### Problem to work on
Convert all of the material below into a Markdown table with two columns, Row and Line. Give each line a number in Row and the line itself in Line, and leave out blank lines.

### Dataset rows

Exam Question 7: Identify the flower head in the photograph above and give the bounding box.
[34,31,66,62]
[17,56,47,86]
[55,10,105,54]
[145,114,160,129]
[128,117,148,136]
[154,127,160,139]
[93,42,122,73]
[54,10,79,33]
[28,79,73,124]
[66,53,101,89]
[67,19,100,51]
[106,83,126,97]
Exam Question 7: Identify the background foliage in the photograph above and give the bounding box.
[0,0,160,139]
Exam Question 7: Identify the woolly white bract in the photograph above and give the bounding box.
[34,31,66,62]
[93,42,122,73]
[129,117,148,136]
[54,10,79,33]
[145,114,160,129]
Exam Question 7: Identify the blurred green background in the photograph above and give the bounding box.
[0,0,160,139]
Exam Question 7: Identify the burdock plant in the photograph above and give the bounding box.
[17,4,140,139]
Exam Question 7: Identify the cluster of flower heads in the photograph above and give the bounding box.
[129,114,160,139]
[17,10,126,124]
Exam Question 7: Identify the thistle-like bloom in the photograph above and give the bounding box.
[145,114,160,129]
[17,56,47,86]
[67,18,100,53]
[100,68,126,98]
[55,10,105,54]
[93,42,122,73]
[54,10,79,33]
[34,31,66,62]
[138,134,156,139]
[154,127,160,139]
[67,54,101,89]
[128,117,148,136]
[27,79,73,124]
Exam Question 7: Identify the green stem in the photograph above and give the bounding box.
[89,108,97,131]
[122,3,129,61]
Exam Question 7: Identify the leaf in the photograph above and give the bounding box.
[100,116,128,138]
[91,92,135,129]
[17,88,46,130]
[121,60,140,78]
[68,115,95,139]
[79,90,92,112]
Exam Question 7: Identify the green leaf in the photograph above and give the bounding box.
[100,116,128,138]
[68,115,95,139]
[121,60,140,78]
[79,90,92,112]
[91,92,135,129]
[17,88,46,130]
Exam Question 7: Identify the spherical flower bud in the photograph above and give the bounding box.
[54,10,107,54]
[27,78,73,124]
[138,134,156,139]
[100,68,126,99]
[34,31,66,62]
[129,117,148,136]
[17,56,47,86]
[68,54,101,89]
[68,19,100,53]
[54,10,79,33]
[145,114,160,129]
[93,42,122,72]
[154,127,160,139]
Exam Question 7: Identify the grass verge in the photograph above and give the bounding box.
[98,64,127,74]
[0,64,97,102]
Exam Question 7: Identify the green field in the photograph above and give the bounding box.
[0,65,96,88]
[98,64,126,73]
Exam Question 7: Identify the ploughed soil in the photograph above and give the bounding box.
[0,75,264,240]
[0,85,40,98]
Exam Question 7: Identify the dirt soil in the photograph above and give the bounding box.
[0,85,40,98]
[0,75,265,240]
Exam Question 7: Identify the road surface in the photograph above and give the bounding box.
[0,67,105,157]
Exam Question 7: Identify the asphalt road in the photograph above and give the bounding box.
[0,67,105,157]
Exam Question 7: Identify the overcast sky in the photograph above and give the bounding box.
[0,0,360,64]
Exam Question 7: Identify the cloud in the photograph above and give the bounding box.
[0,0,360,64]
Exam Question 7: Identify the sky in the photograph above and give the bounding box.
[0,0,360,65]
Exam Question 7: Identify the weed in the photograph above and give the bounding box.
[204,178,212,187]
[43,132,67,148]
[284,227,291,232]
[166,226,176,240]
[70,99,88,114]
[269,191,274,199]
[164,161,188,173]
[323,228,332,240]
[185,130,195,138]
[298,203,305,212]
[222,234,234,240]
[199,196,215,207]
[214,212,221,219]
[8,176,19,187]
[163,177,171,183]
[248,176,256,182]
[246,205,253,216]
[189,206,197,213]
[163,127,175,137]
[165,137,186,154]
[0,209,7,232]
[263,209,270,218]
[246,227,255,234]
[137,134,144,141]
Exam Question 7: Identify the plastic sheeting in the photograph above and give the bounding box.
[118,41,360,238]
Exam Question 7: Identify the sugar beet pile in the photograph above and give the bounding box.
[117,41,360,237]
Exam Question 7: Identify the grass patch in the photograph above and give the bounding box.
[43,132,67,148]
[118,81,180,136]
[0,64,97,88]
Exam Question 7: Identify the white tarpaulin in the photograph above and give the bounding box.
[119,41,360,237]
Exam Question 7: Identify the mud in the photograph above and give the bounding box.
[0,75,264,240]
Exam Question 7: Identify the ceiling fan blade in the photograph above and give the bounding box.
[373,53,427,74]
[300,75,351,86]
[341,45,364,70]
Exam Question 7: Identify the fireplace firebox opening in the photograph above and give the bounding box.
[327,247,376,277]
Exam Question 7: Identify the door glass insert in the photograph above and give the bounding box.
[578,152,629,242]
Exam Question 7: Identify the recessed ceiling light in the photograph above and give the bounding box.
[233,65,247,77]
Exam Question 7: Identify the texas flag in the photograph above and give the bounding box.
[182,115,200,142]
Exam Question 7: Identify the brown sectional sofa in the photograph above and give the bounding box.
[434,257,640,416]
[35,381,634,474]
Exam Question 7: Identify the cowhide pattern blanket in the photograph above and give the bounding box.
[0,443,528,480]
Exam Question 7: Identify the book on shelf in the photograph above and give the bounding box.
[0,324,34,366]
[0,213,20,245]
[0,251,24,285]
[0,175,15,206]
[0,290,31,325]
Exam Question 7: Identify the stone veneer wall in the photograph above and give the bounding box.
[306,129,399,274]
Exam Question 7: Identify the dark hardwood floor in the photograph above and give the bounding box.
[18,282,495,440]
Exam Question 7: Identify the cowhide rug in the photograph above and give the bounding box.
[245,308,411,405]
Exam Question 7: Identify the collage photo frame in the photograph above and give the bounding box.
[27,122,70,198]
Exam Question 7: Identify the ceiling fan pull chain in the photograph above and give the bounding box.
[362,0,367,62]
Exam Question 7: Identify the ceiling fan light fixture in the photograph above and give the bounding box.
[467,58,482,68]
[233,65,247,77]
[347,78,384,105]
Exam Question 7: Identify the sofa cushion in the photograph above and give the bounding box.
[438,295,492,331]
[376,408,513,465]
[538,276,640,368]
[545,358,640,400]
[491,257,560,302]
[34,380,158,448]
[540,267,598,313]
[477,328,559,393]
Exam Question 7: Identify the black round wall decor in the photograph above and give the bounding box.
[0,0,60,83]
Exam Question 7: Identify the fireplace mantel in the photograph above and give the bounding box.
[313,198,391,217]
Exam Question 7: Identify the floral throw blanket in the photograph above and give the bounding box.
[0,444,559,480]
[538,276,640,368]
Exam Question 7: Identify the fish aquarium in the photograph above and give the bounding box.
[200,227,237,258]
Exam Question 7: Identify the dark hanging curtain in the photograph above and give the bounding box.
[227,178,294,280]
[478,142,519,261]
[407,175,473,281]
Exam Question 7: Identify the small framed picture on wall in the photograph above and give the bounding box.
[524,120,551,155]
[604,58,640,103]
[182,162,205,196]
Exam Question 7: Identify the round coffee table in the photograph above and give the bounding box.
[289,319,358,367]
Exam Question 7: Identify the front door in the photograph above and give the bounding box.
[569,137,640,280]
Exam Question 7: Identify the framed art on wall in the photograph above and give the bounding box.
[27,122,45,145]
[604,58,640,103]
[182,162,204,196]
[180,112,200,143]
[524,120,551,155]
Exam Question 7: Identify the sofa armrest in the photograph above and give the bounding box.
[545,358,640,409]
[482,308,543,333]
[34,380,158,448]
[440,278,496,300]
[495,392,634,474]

### Answer to this task
| Row | Line |
|---|---|
| 1 | Exam Question 7: Identify the flower head in the photograph above and give the bounding box. |
| 2 | [34,31,66,62] |
| 3 | [17,56,47,86] |
| 4 | [55,10,105,54] |
| 5 | [145,114,160,129] |
| 6 | [128,117,148,136] |
| 7 | [154,127,160,139] |
| 8 | [93,42,122,73] |
| 9 | [54,10,79,33] |
| 10 | [28,79,73,124] |
| 11 | [66,53,101,89] |
| 12 | [67,19,100,51] |
| 13 | [106,83,126,97] |
| 14 | Exam Question 7: Identify the background foliage in the photograph above and give the bounding box. |
| 15 | [0,0,160,139] |
| 16 | Exam Question 7: Identify the woolly white bract in the photograph above and give the bounding box. |
| 17 | [34,31,66,62] |
| 18 | [93,42,122,73] |
| 19 | [129,117,148,136] |
| 20 | [54,10,79,33] |
| 21 | [145,114,160,129] |
| 22 | Exam Question 7: Identify the blurred green background in the photograph above and give the bounding box. |
| 23 | [0,0,160,139] |
| 24 | Exam Question 7: Identify the burdock plant in the photograph above and give the bounding box. |
| 25 | [17,4,140,139] |
| 26 | Exam Question 7: Identify the cluster of flower heads in the photograph above and give the bounding box. |
| 27 | [129,114,160,139] |
| 28 | [17,10,126,124] |
| 29 | Exam Question 7: Identify the thistle-like bloom in the photograph above and give the bounding box. |
| 30 | [145,114,160,129] |
| 31 | [17,56,47,86] |
| 32 | [67,18,100,53] |
| 33 | [100,68,126,98] |
| 34 | [55,10,105,54] |
| 35 | [93,42,122,73] |
| 36 | [54,10,79,33] |
| 37 | [34,31,66,62] |
| 38 | [138,134,156,139] |
| 39 | [154,127,160,139] |
| 40 | [67,54,101,89] |
| 41 | [128,117,148,136] |
| 42 | [27,79,73,124] |
| 43 | Exam Question 7: Identify the green stem in the photograph above and give the bounding box. |
| 44 | [89,108,97,131] |
| 45 | [122,3,129,61] |
| 46 | Exam Question 7: Identify the leaf in the photograph above and give the bounding box. |
| 47 | [100,116,128,138] |
| 48 | [91,92,135,129] |
| 49 | [17,88,46,130] |
| 50 | [121,60,140,78] |
| 51 | [68,115,95,139] |
| 52 | [79,90,92,112] |
| 53 | Exam Question 7: Identify the green leaf in the photograph above and give the bounding box. |
| 54 | [100,116,128,138] |
| 55 | [68,115,95,139] |
| 56 | [121,60,140,78] |
| 57 | [79,90,92,112] |
| 58 | [91,92,135,129] |
| 59 | [17,88,46,130] |
| 60 | Exam Question 7: Identify the spherical flower bud in the photograph above and give the bounding box. |
| 61 | [54,10,107,54] |
| 62 | [27,78,73,124] |
| 63 | [138,134,156,139] |
| 64 | [100,68,126,99] |
| 65 | [34,31,66,62] |
| 66 | [129,117,148,136] |
| 67 | [17,56,47,86] |
| 68 | [68,54,101,89] |
| 69 | [68,19,100,53] |
| 70 | [54,10,79,33] |
| 71 | [145,114,160,129] |
| 72 | [93,42,122,72] |
| 73 | [154,127,160,139] |
| 74 | Exam Question 7: Identify the grass verge in the photograph above and give the bounding box. |
| 75 | [98,64,127,74] |
| 76 | [0,64,97,102] |
| 77 | Exam Question 7: Identify the green field in the photograph above and give the bounding box. |
| 78 | [0,65,96,88] |
| 79 | [98,64,126,73] |
| 80 | Exam Question 7: Identify the ploughed soil in the photograph above and give the bounding box. |
| 81 | [0,75,264,240] |
| 82 | [0,85,40,98] |
| 83 | Exam Question 7: Identify the dirt soil in the photograph above and give the bounding box. |
| 84 | [0,85,40,98] |
| 85 | [0,75,265,240] |
| 86 | Exam Question 7: Identify the road surface in the photograph above and give the bounding box. |
| 87 | [0,67,105,157] |
| 88 | Exam Question 7: Identify the asphalt road in the photograph above and give the bounding box. |
| 89 | [0,67,105,157] |
| 90 | Exam Question 7: Identify the overcast sky in the photograph above and give the bounding box. |
| 91 | [0,0,360,64] |
| 92 | Exam Question 7: Identify the cloud in the photograph above and give the bounding box. |
| 93 | [0,0,360,64] |
| 94 | Exam Question 7: Identify the sky in the photograph above and give the bounding box. |
| 95 | [0,0,360,65] |
| 96 | Exam Question 7: Identify the weed in the photograph above and give the bounding box. |
| 97 | [204,178,212,187] |
| 98 | [43,132,67,148] |
| 99 | [284,227,291,232] |
| 100 | [166,226,176,240] |
| 101 | [70,99,88,114] |
| 102 | [269,191,274,199] |
| 103 | [164,161,188,173] |
| 104 | [323,228,332,240] |
| 105 | [185,130,195,138] |
| 106 | [298,203,305,212] |
| 107 | [222,234,234,240] |
| 108 | [199,196,215,207] |
| 109 | [214,212,221,219] |
| 110 | [8,176,19,187] |
| 111 | [163,177,171,183] |
| 112 | [248,176,256,182] |
| 113 | [246,205,253,216] |
| 114 | [189,206,197,213] |
| 115 | [163,127,175,137] |
| 116 | [165,137,186,154] |
| 117 | [0,209,7,232] |
| 118 | [263,209,270,218] |
| 119 | [246,227,255,234] |
| 120 | [137,134,144,141] |
| 121 | Exam Question 7: Identify the plastic sheeting in the photograph above and give the bounding box. |
| 122 | [118,41,360,238] |
| 123 | Exam Question 7: Identify the sugar beet pile in the photograph above and give the bounding box. |
| 124 | [117,41,360,237] |
| 125 | Exam Question 7: Identify the grass patch in the photograph above and give the bounding box. |
| 126 | [43,132,67,148] |
| 127 | [118,81,180,136] |
| 128 | [0,64,97,88] |
| 129 | Exam Question 7: Identify the white tarpaulin in the photograph above and give the bounding box. |
| 130 | [119,41,360,237] |
| 131 | Exam Question 7: Identify the mud in the photograph above and give the bounding box. |
| 132 | [0,75,264,240] |
| 133 | Exam Question 7: Identify the ceiling fan blade in the photograph above and give the bounding box. |
| 134 | [373,53,427,74] |
| 135 | [300,75,351,86] |
| 136 | [341,45,364,70] |
| 137 | Exam Question 7: Identify the fireplace firebox opening in the photograph above and give the bounding box. |
| 138 | [327,247,376,277] |
| 139 | Exam Question 7: Identify the door glass insert in the photograph above and give the bounding box. |
| 140 | [578,152,629,242] |
| 141 | Exam Question 7: Identify the recessed ceiling light in the photograph above and give the bounding box. |
| 142 | [233,65,247,77] |
| 143 | Exam Question 7: Identify the texas flag in the photograph above and give the bounding box. |
| 144 | [182,115,200,142] |
| 145 | Exam Question 7: Identify the brown sectional sofa in the photograph above and give the bounding box. |
| 146 | [434,257,640,416] |
| 147 | [35,381,634,474] |
| 148 | Exam Question 7: Identify the cowhide pattern blanket in the photograph above and give the bounding box. |
| 149 | [0,443,528,480] |
| 150 | Exam Question 7: Identify the book on shelf in the photograph above and give the bounding box. |
| 151 | [0,324,34,366] |
| 152 | [0,213,20,245] |
| 153 | [0,251,24,285] |
| 154 | [0,175,15,206] |
| 155 | [0,290,31,325] |
| 156 | Exam Question 7: Identify the stone veneer wall in the photograph above and give the bounding box. |
| 157 | [306,129,399,274] |
| 158 | Exam Question 7: Identify the dark hardwood floor in the photograph above and give the bounding box. |
| 159 | [18,282,495,440] |
| 160 | Exam Question 7: Identify the cowhide rug in the photograph above and give the bounding box. |
| 161 | [245,308,411,405] |
| 162 | Exam Question 7: Identify the collage photo frame in the photograph above and give the bounding box. |
| 163 | [27,122,70,198] |
| 164 | Exam Question 7: Identify the ceiling fan pull chain in the photograph above and give the bounding box. |
| 165 | [362,0,367,62] |
| 166 | Exam Question 7: Identify the ceiling fan light fixture in the photograph above and give the bounding box. |
| 167 | [467,58,482,68] |
| 168 | [233,65,247,77] |
| 169 | [347,78,384,105] |
| 170 | Exam Question 7: Identify the sofa cushion in the photograph above and give the bounding box. |
| 171 | [438,295,492,331] |
| 172 | [376,408,513,465] |
| 173 | [538,276,640,368] |
| 174 | [545,358,640,400] |
| 175 | [491,257,560,302] |
| 176 | [34,380,158,448] |
| 177 | [540,267,598,313] |
| 178 | [477,328,559,393] |
| 179 | Exam Question 7: Identify the black round wall decor in the photograph above and give the bounding box. |
| 180 | [0,0,60,83] |
| 181 | Exam Question 7: Identify the fireplace mantel in the photograph above and give the bounding box. |
| 182 | [313,198,391,217] |
| 183 | Exam Question 7: Identify the floral throw blanket in the photograph above and give the bounding box. |
| 184 | [0,444,559,480] |
| 185 | [538,276,640,368] |
| 186 | Exam Question 7: Identify the fish aquarium in the photograph above and give the bounding box. |
| 187 | [200,227,237,258] |
| 188 | Exam Question 7: Identify the dark hanging curtain in the photograph above and give the bounding box. |
| 189 | [227,178,294,280] |
| 190 | [478,142,519,261] |
| 191 | [407,175,473,281] |
| 192 | Exam Question 7: Identify the small framed picture on wall in the photograph above and give the bounding box. |
| 193 | [524,120,551,155] |
| 194 | [604,58,640,103] |
| 195 | [182,162,205,196] |
| 196 | Exam Question 7: Identify the round coffee table in the photograph above and give the bounding box. |
| 197 | [289,319,358,367] |
| 198 | Exam Question 7: Identify the front door in the photograph above and give the bounding box. |
| 199 | [569,137,640,280] |
| 200 | Exam Question 7: Identify the framed art on wall in the photograph above and give the bounding box. |
| 201 | [27,122,45,145] |
| 202 | [604,58,640,103] |
| 203 | [182,162,204,196] |
| 204 | [180,112,200,143] |
| 205 | [524,120,551,155] |
| 206 | Exam Question 7: Identify the sofa armrest in the photograph above and give the bounding box. |
| 207 | [545,358,640,409] |
| 208 | [482,308,543,333] |
| 209 | [34,380,158,448] |
| 210 | [440,278,496,300] |
| 211 | [495,392,634,474] |